Prompt – Transcribe the listing exactly, leaving out every picture.

Supplied information –
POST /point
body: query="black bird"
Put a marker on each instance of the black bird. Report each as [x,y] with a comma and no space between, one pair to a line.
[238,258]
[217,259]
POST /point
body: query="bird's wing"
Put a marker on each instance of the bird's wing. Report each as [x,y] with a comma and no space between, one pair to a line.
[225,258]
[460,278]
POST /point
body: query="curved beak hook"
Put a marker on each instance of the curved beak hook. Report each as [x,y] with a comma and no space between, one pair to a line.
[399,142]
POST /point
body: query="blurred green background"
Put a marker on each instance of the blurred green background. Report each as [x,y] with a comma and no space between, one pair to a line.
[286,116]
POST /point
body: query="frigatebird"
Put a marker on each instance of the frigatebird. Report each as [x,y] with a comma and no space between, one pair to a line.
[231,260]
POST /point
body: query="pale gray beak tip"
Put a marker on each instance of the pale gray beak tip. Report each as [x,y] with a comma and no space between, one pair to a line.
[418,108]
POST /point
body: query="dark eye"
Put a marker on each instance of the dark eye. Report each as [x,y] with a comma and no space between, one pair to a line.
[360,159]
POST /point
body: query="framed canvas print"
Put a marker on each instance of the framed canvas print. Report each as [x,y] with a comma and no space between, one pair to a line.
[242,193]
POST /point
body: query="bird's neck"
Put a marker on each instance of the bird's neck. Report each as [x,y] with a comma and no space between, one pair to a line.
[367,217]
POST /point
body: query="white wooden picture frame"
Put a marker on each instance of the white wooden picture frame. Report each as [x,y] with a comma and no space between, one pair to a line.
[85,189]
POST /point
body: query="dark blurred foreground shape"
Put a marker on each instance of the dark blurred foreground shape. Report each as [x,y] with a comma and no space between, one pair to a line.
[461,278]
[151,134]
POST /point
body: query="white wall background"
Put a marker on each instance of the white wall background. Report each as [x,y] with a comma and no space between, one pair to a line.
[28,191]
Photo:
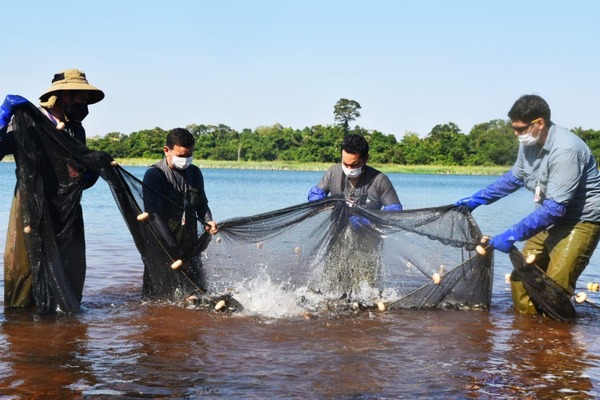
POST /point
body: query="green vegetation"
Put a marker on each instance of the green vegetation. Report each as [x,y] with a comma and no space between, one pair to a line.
[489,146]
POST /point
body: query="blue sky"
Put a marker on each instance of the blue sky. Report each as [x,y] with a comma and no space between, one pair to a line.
[410,64]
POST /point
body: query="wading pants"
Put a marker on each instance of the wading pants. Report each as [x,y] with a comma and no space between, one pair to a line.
[17,270]
[563,252]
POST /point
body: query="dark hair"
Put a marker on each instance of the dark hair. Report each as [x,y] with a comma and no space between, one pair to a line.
[528,108]
[180,137]
[356,144]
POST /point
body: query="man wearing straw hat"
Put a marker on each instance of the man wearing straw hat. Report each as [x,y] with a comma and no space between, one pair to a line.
[66,104]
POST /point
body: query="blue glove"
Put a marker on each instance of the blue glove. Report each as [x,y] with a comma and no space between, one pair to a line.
[505,185]
[7,108]
[359,222]
[316,193]
[544,216]
[393,207]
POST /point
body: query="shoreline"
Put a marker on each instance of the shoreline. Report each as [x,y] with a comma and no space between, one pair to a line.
[321,167]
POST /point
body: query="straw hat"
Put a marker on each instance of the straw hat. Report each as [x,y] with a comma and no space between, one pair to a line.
[72,79]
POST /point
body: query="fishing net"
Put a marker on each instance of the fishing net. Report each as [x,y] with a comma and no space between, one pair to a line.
[411,259]
[548,296]
[415,259]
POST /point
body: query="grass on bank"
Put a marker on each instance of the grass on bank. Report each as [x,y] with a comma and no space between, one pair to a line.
[298,166]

Completed exercise –
POST /point
body: query="black bird"
Put a marker on each instance of the black bird. Report each as [x,y] with a comma and no space between, one pair to a line.
[238,258]
[217,259]
POST /point
body: query="bird's wing"
Put a marker on each instance of the bird's wing. Report each as [x,y] with a comma and no space between, one pair to a line.
[225,258]
[460,278]
POST /point
body: query="curved beak hook"
Put a marker on each instance of the curved beak hook. Report each as [x,y] with a comma and no space between, one pair to a line.
[399,142]
POST /point
body: query="blurred green background"
Put a marker on each instance of the blurred green background. Report each as [x,y] with a comma and no space between, one pair to a line.
[286,116]
POST /point
body: query="frigatebird"
Put a marker on each instance of the frigatebird. Report each as [x,y] with a comma and no space between, one pair to a line.
[231,260]
POST /point
body: query="pale gray beak tip"
Put a marker on each instance of the pale gray beak tip. Report each as [x,y] with a comma and no space between, one pair to a line.
[418,108]
POST /point
body: query="dark eye"
Put a marker on each instance of the dark eye. Report each as [x,y] with a comma and no space between, one pair to a line.
[360,159]
POST /point
body: query="framed canvas print"
Put a marker on each instance of the framed canvas print. Report each as [x,y] with a comma and no space between, one pair to a line.
[242,193]
POST /point
body: query="bird's neck"
Put a marker on each instance of the bird's neck. Report each as [x,y] with a comma and no space between, one pair to a line.
[367,217]
POST /point
body: query="white wooden picture frame"
Put a marker on each instance of the white wooden picture frame. Report each as [x,y] with a comma and no space between, one pair to a line.
[85,189]
POST /point
body: query="dark blurred foreground shape"
Put a marker on each instance of the dark blurred foreground shape. Report each as [x,y] with a comma and no space between, one pair to a line.
[461,278]
[151,134]
POST /point
body: query="white wall background"
Put a marker on each instance of the white wall background. Report each as [x,y] with a comma and no space between, one pair to a line.
[28,191]
Photo:
POST /point
body: query="green vegetation"
Put a marker on each instance of the green vegetation. Report each as [x,y] with a comma and no space between, one pair to a line.
[489,146]
POST /point
body: query="blue sky"
Put a marker on each instance of the blue sky. Report each as [x,y] with a comma and no space between, one pair to a line.
[410,64]
POST /point
body: query="wading pants"
Put a marker on each instance of the wading pants. Report each as [x,y] with a comma and no space between, one pair to a line.
[17,270]
[563,252]
POST /point
body: query="dark hair"
Put a marker on each instance of the dark hair. Report each as [x,y] with a comma and no space between, one pair to a line.
[528,108]
[180,137]
[356,144]
POST /point
body: query="man wearing straw hat"
Put a marker on each instance of the man wearing straw hat. Report each as [x,y] with a comma and no space between, one pair to a line.
[66,104]
POST /point
body: query="blue glove"
Put a marker on each instance of the blue glove. Report each as [x,y] with a comma and no space between, one pair to a line.
[505,185]
[7,108]
[359,222]
[316,193]
[544,216]
[393,207]
POST /point
body: query="shoreline"
Put a marker on each instance of the shoreline. Report each as [x,y] with a comma and no space between, one pair to a line.
[321,167]
POST /point
body: query="straw hat"
Put a marker on each instance of the straw hat. Report each as [x,y] with a comma and no space between, one pair to a line.
[72,79]
POST /point
body: query="fishing net"
Put a marker on each instance of the fishing net. Report each as [x,y] with a comma and no space between, one pair to a line.
[411,259]
[548,296]
[415,259]
POST /point
body: query="grass on bank"
Put a marker on each instance of the grass on bank. Report each as [x,y] with a comma and no space between, one pair to a line.
[298,166]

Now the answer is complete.